GIVEN PROBLEM: Write out all of the entries that follow, word for word, but skip the pictures.

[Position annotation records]
++++

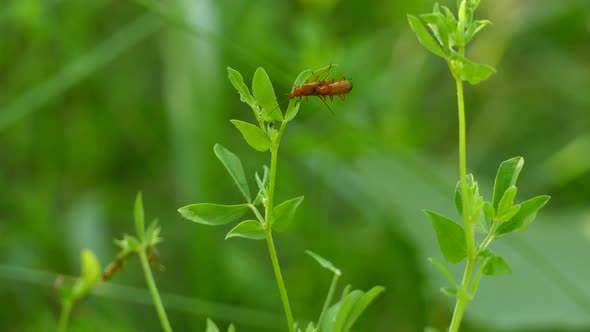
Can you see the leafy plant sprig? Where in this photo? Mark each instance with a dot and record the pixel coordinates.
(264, 136)
(144, 245)
(448, 38)
(340, 316)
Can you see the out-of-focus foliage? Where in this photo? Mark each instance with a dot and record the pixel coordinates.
(100, 99)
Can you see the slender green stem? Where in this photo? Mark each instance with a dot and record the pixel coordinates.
(149, 278)
(64, 317)
(275, 264)
(463, 296)
(257, 213)
(268, 229)
(328, 299)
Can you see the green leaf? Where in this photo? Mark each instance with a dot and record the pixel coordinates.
(437, 23)
(66, 294)
(475, 73)
(128, 245)
(262, 185)
(211, 327)
(138, 216)
(496, 265)
(345, 310)
(507, 200)
(213, 214)
(488, 211)
(265, 96)
(233, 165)
(249, 229)
(444, 270)
(91, 273)
(256, 137)
(237, 81)
(510, 213)
(361, 304)
(525, 215)
(284, 213)
(424, 37)
(505, 178)
(152, 234)
(324, 262)
(450, 236)
(449, 291)
(474, 28)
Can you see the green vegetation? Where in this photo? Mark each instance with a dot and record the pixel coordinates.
(100, 99)
(495, 218)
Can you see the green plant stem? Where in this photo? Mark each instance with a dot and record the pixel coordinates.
(275, 263)
(328, 299)
(64, 317)
(268, 229)
(463, 296)
(149, 278)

++++

OUTPUT FOR THIS EXERCISE:
Can you see the leafy plant sprig? Where in this photo? Mark each instance with a dot and record the pixel coordinates.
(264, 136)
(144, 245)
(448, 38)
(340, 316)
Can you see the out-of-focus foliage? Where in this photo? Mark each instance with a dot and record the pixel coordinates.
(100, 99)
Can you see the slender green stem? Where in this photo? Mark each instance with a dot and record the pixel coordinates.
(149, 278)
(64, 317)
(275, 264)
(463, 296)
(257, 213)
(268, 229)
(328, 299)
Can you see the green leaf? Where in this photo? Mark each instance with a dot and record the pixel coordinates.
(437, 23)
(66, 294)
(475, 73)
(128, 245)
(262, 185)
(211, 327)
(138, 216)
(496, 265)
(345, 310)
(507, 200)
(213, 214)
(488, 211)
(265, 96)
(233, 165)
(249, 229)
(444, 270)
(91, 273)
(256, 137)
(237, 81)
(510, 213)
(361, 304)
(525, 215)
(284, 213)
(424, 37)
(505, 178)
(152, 234)
(324, 262)
(450, 236)
(449, 291)
(474, 28)
Can you see the green vegetation? Where in this photo? Mark each instance with a dot and record the pixel coordinates.
(100, 99)
(495, 218)
Can you see the green plant stem? Where in this photo? Mark each instance with a dot and record the pixel coordinates.
(275, 263)
(328, 299)
(64, 317)
(268, 229)
(463, 296)
(149, 278)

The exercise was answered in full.